Stated exercise ▸
Answer these from the text on the Bork Bill below:
(a) Which groups called for a "privacy revolution" in access to information?
(b) The Bork Bill was adopted after the release of what?
(c) What do supporters of frictionless sharing say it helps users do?

Document segment ▸
....
Worse still, frictionless sharing also deters “intellectual exploration.” With frictionless sharing, a user’s friends, family, and colleagues are with her when she wants to watch a particular movie clip in the privacy of her home to avoid peer pressure. As Professor Neil Richards pointed out, this “means we’ll always watch the movie [our friends] choose, and we won’t choose the movie we want to see if they’d make fun of us for it.” Frictionless sharing thus enlists our friends as an Orwellian “Thought Police”—deterring our exploration of unpopular ideas.
Supporters of frictionless sharing, however, claim that it helps users learn about new media and bond with their friends over common interests. They claim that the Bork Bill is outdated and “places a drag on social video innovation that is not present in any other medium.” But, as argued above, frictionless sharing does not yield helpful recommendations to friends and merely creates a landscape where users cannot pursue their curiosity for fear of being watched. Therefore, there is good reason for preserving the contemporaneous consent requirement in the Bork Bill. Without frictionless sharing, users can still share what they enjoy (by actively sharing a particular story on a social network) and need not turn into involuntary advertisers of online content. In fact, as discussed in the next section, the Bork Bill already contains one significant marketing exception that benefits advertising.
C. Information Disclosed for Advertising Purposes
II. Better Protection for Our “Intellectual Vitamins”
As the Supreme Court once eloquently articulated, the Internet provides users with “a vast library including millions of readily available and indexed publications and a sprawling mall offering goods and services.” On the flip side, it also has mechanisms for tailing a user around this virtual “mall” or “library” and observing her every selection. These can deter the user from pursuing her interests and curiosity in seeking to grasp our culture and may ultimately inhibit the intellectual growth of our society as a whole. The American Library Association, Electronic Frontier Foundation, American Civil Liberties Union, and other digital and civil rights organizations have therefore called for a “privacy revolution” in online and offline “access to information.” Likewise, Professor Richards has argued that our viewing and reading habits ought to be classified as “sensitive data” that requires particular notice and consent before it may be used and disclosed. This comment further argues that users’ consent should be required before that data is ever collected and stored beyond what is necessary to provide the service.
A. No Superfluous Data Collection Without Consent
The Bork Bill—which was adopted in the aftermath of the release of handwritten rental records—simply did not anticipate the online data aggregation we have experienced in the following decades. It was drafted long before the growth of e-commerce and the development of expansive databases with personal information. This information is now stored in the cloud, which often transcends both corporate and national borders. Further, while in 1987 Judge Bork could probably watch his local video store clerk scribble down the titles of the movies he was renting over the counter, today, information about users’ viewing and reading habits is collected without their knowledge. Their computers transfer this data directly to companies’ websites. And companies can get a much fuller picture of users’ watching habits—including their favorite scenes—when they rewind a movie or watch it several times. Companies can further process this data together with personal information from other sources to get a far more precise view of a user’s psyche. This information can then be sold to third parties for marketing purposes or be exposed to security breaches and used in elaborate identity fraud schemes. The records could also be subject to government surveillance with minimal privacy protections. Rather than conducting painstaking McCarthyist interrogations to determine a person’s ideological reading habits, the Government can now simply subpoena that kind of records from a company. For all these reasons, regulators have begun to focus on data collection—and not only disclosure—as they design the next generation data protection laws.
....
Records shown ▸
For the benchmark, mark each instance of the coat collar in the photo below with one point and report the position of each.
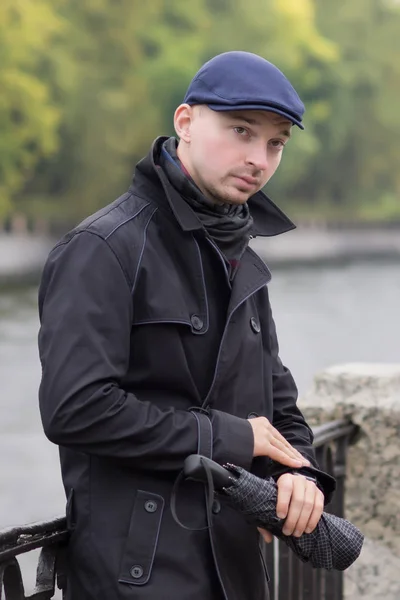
(268, 219)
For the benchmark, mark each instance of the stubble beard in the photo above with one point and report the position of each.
(220, 197)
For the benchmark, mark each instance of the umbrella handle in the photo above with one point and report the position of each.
(195, 467)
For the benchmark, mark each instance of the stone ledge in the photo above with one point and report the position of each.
(369, 394)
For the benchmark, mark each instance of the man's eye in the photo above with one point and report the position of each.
(278, 144)
(241, 130)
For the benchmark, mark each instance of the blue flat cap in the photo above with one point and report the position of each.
(244, 81)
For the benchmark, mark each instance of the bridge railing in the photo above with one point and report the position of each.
(290, 578)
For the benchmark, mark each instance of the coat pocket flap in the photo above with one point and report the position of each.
(141, 544)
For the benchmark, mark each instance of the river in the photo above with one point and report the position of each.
(324, 316)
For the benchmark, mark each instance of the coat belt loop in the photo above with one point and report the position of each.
(205, 432)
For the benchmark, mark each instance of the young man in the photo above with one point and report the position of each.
(157, 342)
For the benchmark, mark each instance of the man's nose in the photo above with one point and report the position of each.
(257, 157)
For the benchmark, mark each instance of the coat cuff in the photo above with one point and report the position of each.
(233, 439)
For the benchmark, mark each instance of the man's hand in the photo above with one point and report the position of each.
(269, 442)
(300, 502)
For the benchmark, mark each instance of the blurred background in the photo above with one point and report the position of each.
(85, 86)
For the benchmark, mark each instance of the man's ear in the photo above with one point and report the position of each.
(182, 120)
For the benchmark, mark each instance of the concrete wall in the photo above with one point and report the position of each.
(370, 395)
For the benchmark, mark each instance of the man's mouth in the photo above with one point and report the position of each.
(248, 180)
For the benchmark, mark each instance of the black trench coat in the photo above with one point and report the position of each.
(140, 328)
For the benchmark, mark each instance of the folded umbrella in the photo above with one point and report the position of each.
(334, 544)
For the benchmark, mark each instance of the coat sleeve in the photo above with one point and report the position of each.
(85, 308)
(290, 422)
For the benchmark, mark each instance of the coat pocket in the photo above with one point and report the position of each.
(141, 543)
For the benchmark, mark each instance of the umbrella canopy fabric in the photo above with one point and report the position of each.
(334, 544)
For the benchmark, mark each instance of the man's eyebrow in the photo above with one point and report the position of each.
(286, 133)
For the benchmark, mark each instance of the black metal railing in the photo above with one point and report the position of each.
(290, 578)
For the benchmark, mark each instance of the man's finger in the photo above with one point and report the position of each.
(285, 491)
(282, 457)
(267, 535)
(307, 509)
(316, 513)
(289, 451)
(278, 437)
(296, 503)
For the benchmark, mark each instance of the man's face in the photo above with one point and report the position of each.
(231, 155)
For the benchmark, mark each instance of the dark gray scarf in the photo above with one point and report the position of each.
(228, 224)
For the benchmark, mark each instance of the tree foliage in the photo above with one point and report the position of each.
(86, 85)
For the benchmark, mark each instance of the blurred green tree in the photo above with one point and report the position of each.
(28, 115)
(86, 85)
(356, 173)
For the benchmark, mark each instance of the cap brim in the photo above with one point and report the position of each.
(226, 107)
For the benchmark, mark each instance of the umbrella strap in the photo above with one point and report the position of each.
(209, 493)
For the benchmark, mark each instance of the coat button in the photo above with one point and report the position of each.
(252, 415)
(216, 507)
(255, 325)
(197, 323)
(150, 506)
(137, 572)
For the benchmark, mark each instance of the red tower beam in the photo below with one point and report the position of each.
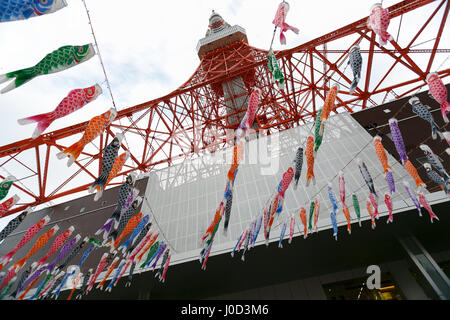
(193, 118)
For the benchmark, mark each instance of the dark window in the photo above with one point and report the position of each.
(356, 289)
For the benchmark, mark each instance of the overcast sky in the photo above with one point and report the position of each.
(148, 48)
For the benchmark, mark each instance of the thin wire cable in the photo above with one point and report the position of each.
(104, 70)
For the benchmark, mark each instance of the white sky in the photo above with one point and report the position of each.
(148, 49)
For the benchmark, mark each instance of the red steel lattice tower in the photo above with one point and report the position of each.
(201, 114)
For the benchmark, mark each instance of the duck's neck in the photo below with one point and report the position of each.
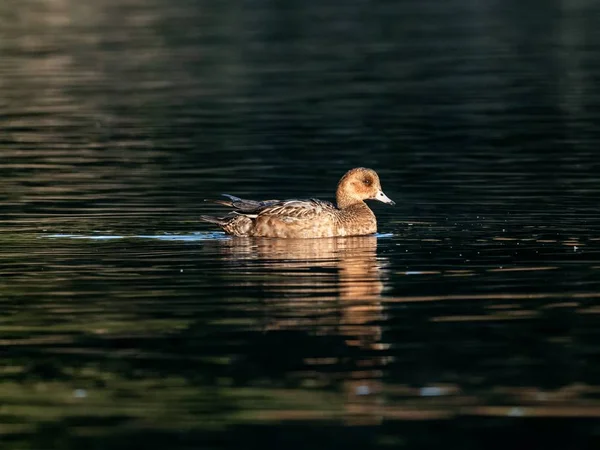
(344, 201)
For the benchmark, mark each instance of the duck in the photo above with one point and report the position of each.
(307, 218)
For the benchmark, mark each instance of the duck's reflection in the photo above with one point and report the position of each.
(328, 288)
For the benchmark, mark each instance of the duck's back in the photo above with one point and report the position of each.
(296, 219)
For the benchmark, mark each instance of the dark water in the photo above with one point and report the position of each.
(470, 321)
....
Expected output ▸
(a) The American Library Association, Electronic Frontier Foundation, American Civil Liberties Union, and other digital and civil rights organizations.
(b) Handwritten rental records.
(c) Learn about new media and bond with their friends over common interests.